- **Given entries**
* * * * *

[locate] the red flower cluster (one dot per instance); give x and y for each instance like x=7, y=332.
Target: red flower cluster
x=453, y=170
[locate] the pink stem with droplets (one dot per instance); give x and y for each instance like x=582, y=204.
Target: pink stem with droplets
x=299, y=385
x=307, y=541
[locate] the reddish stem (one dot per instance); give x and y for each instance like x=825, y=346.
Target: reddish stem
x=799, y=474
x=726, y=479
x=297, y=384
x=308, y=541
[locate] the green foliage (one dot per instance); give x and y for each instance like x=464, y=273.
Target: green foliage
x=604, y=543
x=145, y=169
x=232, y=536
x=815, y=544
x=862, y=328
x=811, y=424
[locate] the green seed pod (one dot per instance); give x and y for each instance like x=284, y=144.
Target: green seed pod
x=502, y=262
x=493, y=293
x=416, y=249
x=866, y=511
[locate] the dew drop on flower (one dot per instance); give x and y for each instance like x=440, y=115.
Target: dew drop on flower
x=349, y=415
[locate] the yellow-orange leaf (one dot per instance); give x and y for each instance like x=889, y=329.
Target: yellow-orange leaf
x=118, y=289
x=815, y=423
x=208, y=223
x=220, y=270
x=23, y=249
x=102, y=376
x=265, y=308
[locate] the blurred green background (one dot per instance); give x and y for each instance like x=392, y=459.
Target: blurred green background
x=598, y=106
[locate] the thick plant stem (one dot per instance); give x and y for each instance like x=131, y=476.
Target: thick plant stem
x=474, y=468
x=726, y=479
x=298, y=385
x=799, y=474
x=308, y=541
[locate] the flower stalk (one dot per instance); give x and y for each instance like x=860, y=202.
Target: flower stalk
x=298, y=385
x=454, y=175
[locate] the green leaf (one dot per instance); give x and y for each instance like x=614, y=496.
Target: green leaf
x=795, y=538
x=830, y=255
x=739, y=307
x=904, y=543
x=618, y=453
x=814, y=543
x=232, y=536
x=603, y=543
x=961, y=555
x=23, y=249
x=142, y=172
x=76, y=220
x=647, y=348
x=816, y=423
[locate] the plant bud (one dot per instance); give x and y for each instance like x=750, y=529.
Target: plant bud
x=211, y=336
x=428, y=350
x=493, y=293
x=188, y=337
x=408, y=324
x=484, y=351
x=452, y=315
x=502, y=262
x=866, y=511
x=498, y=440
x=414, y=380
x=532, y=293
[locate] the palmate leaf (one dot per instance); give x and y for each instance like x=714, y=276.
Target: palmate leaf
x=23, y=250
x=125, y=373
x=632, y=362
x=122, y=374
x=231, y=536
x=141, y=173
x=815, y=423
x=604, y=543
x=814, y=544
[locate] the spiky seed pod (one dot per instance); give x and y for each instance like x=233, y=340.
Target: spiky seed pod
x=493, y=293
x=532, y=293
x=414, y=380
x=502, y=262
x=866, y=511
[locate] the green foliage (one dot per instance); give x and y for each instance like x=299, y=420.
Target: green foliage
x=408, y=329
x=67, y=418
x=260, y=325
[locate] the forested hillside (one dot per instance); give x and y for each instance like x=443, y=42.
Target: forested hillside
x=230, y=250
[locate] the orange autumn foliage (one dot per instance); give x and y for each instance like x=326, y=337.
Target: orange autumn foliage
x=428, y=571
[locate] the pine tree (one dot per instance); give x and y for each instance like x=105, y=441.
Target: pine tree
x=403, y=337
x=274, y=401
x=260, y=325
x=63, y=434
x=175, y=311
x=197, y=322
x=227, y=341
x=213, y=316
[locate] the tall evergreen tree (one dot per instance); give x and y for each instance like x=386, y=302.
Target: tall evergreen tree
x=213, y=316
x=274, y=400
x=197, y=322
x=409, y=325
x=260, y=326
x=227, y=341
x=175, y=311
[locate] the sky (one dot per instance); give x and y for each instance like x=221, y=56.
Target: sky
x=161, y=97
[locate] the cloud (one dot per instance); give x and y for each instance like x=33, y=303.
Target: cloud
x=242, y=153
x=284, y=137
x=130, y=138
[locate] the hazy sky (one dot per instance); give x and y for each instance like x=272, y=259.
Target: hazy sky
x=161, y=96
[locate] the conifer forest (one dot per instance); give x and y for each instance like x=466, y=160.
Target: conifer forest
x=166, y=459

* * * * *

- **Written problem**
Turn every line of the rows above into a JSON list of strings, one string per line, and skip any blank lines.

- **Correct answer**
[
  "[locate] the red flower cluster (one dot per instance); give x and y for each instance like x=7, y=332.",
  "Target: red flower cluster",
  "x=453, y=170",
  "[locate] the pink stem with droplets (one dot per instance); give x and y for each instance like x=582, y=204.",
  "Target: pink stem with droplets",
  "x=299, y=385",
  "x=307, y=541",
  "[locate] the reddish stem (one dot per instance); give x and y for each instance like x=825, y=346.",
  "Target: reddish stem",
  "x=799, y=474",
  "x=726, y=479",
  "x=297, y=384",
  "x=308, y=541",
  "[locate] the green foliage (one dot per instance); give x and y for each instance like x=464, y=273.",
  "Target: green foliage",
  "x=604, y=543",
  "x=145, y=169",
  "x=232, y=536",
  "x=815, y=544",
  "x=862, y=328",
  "x=811, y=424",
  "[locate] the green seed pod (one dot per instance); give x and y for each instance like x=284, y=144.",
  "Target: green seed pod",
  "x=502, y=262",
  "x=493, y=293",
  "x=416, y=249",
  "x=866, y=511",
  "[locate] the dew drop on flower (one dot per instance); give x and y for each instance like x=440, y=115.",
  "Target: dew drop on flower",
  "x=349, y=415",
  "[locate] the yellow-orange leaf (one dot per instance); give x and y for each instance like x=889, y=329.",
  "Target: yellow-orange leaf",
  "x=118, y=289",
  "x=815, y=423",
  "x=208, y=223",
  "x=220, y=270",
  "x=23, y=249",
  "x=102, y=376",
  "x=265, y=308",
  "[locate] the blurred green background (one dot per instance); give x and y for each instance like x=392, y=459.",
  "Target: blurred green background",
  "x=598, y=106",
  "[locate] the thick plant stem (one dot per instance); give x and y for each instance like x=131, y=476.",
  "Target: thick plant stem",
  "x=474, y=468",
  "x=726, y=479",
  "x=298, y=385",
  "x=799, y=474",
  "x=308, y=541",
  "[locate] the flower stalk (one dot per instance); give x and y for each instance like x=860, y=202.",
  "Target: flower stalk",
  "x=298, y=385",
  "x=454, y=175",
  "[locate] the green leaf (one dot per instance); give x and y for each instance like x=614, y=496.",
  "Target: green leaf",
  "x=795, y=538",
  "x=830, y=255",
  "x=739, y=307",
  "x=904, y=543",
  "x=618, y=453",
  "x=814, y=543",
  "x=232, y=536",
  "x=603, y=543",
  "x=961, y=555",
  "x=23, y=249",
  "x=142, y=172",
  "x=76, y=220",
  "x=647, y=348",
  "x=816, y=423",
  "[locate] the plant bud (one dot per instance); give x and y for each instance like x=750, y=529.",
  "Target: plant bud",
  "x=211, y=336",
  "x=428, y=350",
  "x=493, y=293",
  "x=188, y=337",
  "x=408, y=324",
  "x=484, y=351",
  "x=452, y=315",
  "x=502, y=262",
  "x=866, y=511",
  "x=498, y=440",
  "x=414, y=380",
  "x=532, y=293",
  "[locate] the palmate leaf (one dot per instance); give x and y for each instance like x=714, y=276.",
  "Target: palmate leaf",
  "x=23, y=250",
  "x=125, y=373",
  "x=632, y=362",
  "x=122, y=374",
  "x=231, y=536",
  "x=141, y=173",
  "x=815, y=423",
  "x=604, y=543",
  "x=814, y=544",
  "[locate] the spiky seed pod (one dot per instance); give x and y for each instance like x=233, y=340.",
  "Target: spiky seed pod",
  "x=493, y=293",
  "x=532, y=293",
  "x=414, y=380",
  "x=502, y=262",
  "x=866, y=511",
  "[locate] the green foliage (one dot per instance); give x and y for each instance like x=299, y=420.",
  "Target: green foliage",
  "x=408, y=329",
  "x=67, y=418",
  "x=260, y=325",
  "[locate] the forested hillside (one dot per instance); give x and y for each instance like x=443, y=42.",
  "Target: forested hillside",
  "x=230, y=250",
  "[locate] the orange autumn foliage (one dot per instance); give x and y for each instance like x=326, y=337.",
  "Target: orange autumn foliage",
  "x=428, y=571",
  "[locate] the pine tree (one dot per instance); give x and y for each instance like x=105, y=441.",
  "Target: pine tree",
  "x=403, y=337",
  "x=274, y=401",
  "x=260, y=325",
  "x=63, y=434",
  "x=175, y=311",
  "x=197, y=322",
  "x=227, y=341",
  "x=213, y=316",
  "[locate] the tall evergreen tree (one dot per instance); give x and y for each instance like x=386, y=302.",
  "Target: tall evergreen tree",
  "x=213, y=316",
  "x=274, y=400",
  "x=197, y=322",
  "x=409, y=325",
  "x=260, y=326",
  "x=227, y=341",
  "x=175, y=311",
  "[locate] the sky (one dot per instance); give x and y for each instance like x=221, y=56.",
  "Target: sky",
  "x=161, y=97",
  "[locate] the cloud (one dot per instance); give x and y for each instance like x=33, y=303.",
  "Target: cloud",
  "x=242, y=153",
  "x=284, y=137",
  "x=130, y=138",
  "[locate] the hazy sky (one dot per instance); give x and y for each instance like x=272, y=259.",
  "Target: hazy sky",
  "x=161, y=96",
  "[locate] the conifer forest (one dot per instance); give x and y for each instance like x=466, y=160.",
  "Target: conifer forest",
  "x=166, y=459"
]